◆ **WHAT YOU ARE ASKED TO DO**
Wherever an image appears in the data, omit it and copy all the remaining text word for word.
━━━ THE INPUT ━━━
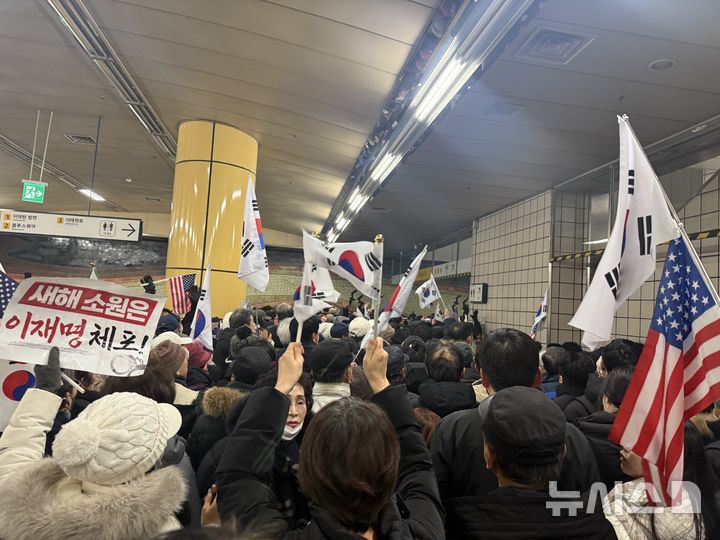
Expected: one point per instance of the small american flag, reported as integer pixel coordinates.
(179, 286)
(7, 289)
(677, 376)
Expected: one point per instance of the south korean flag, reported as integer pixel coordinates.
(643, 220)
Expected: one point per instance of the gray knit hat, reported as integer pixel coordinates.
(115, 439)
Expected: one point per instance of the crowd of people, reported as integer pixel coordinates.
(431, 431)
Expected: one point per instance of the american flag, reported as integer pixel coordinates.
(7, 289)
(179, 285)
(677, 376)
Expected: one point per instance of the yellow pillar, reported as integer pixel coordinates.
━━━
◆ **EXERCISE RESPONSE**
Expected: one point per instance of the small american flag, reported as integer pixel coordinates.
(179, 286)
(7, 289)
(677, 376)
Expected: one point per instance of the south korean flag, reported as integer pixel coordinates.
(643, 220)
Expected: one point per instance of the gray knit hat, reported as integer pixel coordinates.
(115, 439)
Expected: one point per instance of the crowd of people, reported as integer pixel coordinates.
(431, 431)
Expected: one point per instance of the american flag, reported as integer pixel coordinates.
(7, 289)
(179, 285)
(677, 376)
Expected: one point per instance of the yellow pillar, reported as integer pixel coordinates.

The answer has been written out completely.